How many lines in the rows below contain the word "black"? Reply with the number alone.

## The input
====================
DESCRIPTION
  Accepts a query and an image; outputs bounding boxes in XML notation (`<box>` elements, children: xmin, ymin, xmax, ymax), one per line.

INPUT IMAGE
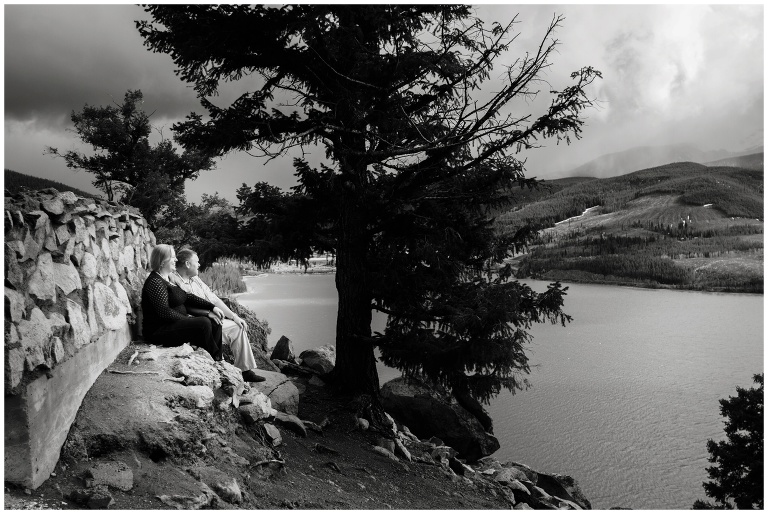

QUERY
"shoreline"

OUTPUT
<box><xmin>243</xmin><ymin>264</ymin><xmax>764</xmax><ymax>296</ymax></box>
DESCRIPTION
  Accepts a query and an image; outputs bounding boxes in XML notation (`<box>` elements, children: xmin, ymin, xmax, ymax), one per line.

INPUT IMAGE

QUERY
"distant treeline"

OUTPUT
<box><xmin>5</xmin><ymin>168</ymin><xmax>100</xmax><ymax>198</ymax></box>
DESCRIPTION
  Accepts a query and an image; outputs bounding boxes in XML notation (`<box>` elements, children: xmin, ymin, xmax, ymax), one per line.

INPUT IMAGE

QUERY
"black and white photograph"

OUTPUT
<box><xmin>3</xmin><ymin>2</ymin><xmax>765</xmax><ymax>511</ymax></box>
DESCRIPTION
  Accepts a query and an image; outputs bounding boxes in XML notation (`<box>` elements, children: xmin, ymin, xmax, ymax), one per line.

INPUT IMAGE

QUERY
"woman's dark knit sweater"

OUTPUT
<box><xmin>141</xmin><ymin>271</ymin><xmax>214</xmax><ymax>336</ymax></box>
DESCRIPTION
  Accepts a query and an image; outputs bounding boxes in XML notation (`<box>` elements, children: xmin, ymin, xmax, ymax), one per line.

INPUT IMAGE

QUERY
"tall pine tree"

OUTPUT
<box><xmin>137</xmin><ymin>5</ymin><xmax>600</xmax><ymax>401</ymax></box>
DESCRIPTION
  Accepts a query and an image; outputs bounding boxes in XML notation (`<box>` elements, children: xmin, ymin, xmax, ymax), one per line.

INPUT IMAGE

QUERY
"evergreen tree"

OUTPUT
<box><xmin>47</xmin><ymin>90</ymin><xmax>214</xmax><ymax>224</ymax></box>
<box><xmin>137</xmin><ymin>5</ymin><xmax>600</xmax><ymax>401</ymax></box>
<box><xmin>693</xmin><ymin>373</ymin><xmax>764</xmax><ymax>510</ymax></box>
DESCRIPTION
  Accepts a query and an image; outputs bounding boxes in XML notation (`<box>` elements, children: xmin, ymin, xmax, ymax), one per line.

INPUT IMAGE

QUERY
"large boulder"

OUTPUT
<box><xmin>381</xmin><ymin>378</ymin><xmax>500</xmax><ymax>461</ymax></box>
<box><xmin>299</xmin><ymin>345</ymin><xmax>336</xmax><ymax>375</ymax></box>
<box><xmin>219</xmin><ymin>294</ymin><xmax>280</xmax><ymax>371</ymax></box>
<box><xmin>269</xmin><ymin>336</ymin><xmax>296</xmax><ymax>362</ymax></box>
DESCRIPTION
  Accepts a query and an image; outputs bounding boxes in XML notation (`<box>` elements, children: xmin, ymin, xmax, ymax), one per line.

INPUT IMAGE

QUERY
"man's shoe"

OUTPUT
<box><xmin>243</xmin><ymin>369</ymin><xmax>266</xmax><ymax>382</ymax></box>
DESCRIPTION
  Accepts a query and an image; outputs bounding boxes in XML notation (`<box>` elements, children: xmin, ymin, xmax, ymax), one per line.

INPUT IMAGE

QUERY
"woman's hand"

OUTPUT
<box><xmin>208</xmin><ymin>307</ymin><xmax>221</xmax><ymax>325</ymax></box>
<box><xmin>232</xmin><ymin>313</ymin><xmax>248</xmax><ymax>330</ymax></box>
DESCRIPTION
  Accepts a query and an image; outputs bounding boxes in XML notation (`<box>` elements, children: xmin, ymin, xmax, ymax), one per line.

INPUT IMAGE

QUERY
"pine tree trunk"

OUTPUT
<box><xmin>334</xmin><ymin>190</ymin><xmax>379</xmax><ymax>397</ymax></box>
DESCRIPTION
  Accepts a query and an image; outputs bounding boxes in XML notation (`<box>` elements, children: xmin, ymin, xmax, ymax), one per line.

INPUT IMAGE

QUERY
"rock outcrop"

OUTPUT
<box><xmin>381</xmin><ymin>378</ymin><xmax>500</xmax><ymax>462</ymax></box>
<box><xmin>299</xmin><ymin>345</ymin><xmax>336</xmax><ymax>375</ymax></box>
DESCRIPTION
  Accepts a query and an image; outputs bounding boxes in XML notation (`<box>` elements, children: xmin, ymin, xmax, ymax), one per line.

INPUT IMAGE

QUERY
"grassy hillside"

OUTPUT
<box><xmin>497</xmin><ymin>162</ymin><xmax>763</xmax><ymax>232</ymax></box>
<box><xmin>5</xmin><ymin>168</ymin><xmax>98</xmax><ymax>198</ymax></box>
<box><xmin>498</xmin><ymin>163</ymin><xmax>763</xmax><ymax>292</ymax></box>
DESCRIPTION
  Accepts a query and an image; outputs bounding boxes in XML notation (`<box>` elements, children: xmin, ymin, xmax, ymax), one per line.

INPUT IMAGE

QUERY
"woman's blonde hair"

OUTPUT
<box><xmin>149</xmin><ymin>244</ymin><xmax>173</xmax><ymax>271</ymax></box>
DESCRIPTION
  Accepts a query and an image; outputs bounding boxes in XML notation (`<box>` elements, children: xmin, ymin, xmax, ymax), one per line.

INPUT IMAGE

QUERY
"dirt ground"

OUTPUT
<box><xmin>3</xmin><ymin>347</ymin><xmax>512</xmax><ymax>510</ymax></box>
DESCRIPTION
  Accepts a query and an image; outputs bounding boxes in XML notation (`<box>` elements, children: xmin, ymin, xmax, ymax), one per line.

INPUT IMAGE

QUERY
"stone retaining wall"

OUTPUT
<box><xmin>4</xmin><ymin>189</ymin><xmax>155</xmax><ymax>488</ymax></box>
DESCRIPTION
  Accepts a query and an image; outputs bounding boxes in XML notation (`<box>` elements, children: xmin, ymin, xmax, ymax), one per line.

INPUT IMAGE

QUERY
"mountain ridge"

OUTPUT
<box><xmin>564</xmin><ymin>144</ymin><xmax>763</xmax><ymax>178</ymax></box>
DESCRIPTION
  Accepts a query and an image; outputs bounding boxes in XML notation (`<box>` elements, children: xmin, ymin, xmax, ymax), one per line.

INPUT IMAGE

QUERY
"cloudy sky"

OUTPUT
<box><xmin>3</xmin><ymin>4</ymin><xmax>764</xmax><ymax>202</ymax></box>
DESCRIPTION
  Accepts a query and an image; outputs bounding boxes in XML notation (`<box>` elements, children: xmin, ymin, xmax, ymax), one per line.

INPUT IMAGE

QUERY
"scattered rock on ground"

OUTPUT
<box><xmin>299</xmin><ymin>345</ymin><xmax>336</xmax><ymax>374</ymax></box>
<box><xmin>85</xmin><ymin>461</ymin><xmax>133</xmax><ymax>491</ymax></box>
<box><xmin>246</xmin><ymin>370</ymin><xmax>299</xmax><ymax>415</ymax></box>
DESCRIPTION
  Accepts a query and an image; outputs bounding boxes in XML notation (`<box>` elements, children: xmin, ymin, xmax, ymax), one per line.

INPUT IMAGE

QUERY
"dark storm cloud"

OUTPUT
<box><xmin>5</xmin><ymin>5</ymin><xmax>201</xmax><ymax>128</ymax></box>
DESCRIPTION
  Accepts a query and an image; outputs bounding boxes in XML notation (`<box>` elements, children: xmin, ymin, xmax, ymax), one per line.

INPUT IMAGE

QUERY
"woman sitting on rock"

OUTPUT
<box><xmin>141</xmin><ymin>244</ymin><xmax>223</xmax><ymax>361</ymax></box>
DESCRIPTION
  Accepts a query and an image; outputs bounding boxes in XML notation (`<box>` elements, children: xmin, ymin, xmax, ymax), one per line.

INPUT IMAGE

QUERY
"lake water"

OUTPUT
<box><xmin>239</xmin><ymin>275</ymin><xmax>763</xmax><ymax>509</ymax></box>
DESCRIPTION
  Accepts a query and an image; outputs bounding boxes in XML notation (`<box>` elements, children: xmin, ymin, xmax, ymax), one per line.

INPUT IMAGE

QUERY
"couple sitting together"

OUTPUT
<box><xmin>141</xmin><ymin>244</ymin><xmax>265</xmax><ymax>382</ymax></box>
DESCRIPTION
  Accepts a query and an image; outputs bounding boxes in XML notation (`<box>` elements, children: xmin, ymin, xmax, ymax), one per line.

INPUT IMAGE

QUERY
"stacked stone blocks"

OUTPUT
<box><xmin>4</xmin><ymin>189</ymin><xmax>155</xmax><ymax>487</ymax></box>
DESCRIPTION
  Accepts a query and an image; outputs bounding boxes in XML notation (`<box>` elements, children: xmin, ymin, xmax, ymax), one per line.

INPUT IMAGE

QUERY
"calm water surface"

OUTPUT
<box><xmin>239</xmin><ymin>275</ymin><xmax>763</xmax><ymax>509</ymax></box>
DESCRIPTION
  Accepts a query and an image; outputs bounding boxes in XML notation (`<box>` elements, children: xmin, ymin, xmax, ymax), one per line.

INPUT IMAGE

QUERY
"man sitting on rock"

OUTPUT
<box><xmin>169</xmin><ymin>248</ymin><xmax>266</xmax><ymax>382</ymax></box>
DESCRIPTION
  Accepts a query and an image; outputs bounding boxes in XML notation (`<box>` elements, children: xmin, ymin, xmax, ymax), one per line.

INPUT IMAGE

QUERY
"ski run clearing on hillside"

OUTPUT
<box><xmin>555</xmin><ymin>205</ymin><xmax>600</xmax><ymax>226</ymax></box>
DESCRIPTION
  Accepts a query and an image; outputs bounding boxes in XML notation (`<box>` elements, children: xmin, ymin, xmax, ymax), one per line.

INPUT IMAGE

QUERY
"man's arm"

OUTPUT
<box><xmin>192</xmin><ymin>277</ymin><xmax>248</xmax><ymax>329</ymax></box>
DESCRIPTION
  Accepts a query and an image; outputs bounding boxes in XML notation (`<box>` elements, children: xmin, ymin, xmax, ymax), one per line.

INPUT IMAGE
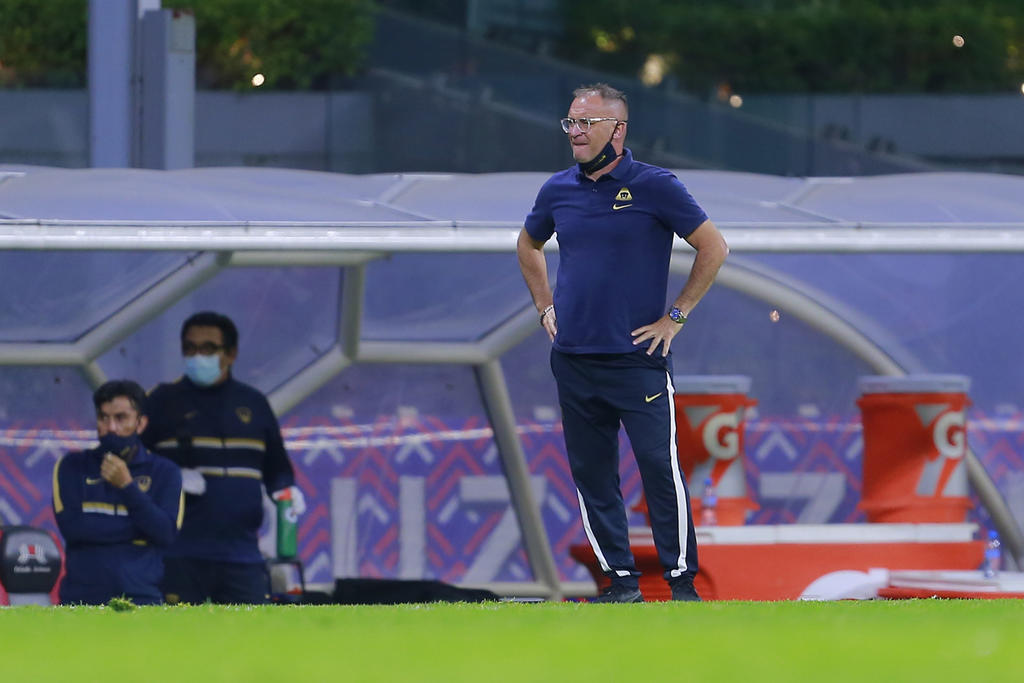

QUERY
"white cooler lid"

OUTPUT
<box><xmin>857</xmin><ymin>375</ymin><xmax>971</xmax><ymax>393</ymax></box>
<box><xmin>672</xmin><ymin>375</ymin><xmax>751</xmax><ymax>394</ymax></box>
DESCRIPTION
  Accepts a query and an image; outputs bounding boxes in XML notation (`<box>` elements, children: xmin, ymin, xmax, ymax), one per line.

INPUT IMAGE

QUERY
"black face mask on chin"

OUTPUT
====================
## Result of this task
2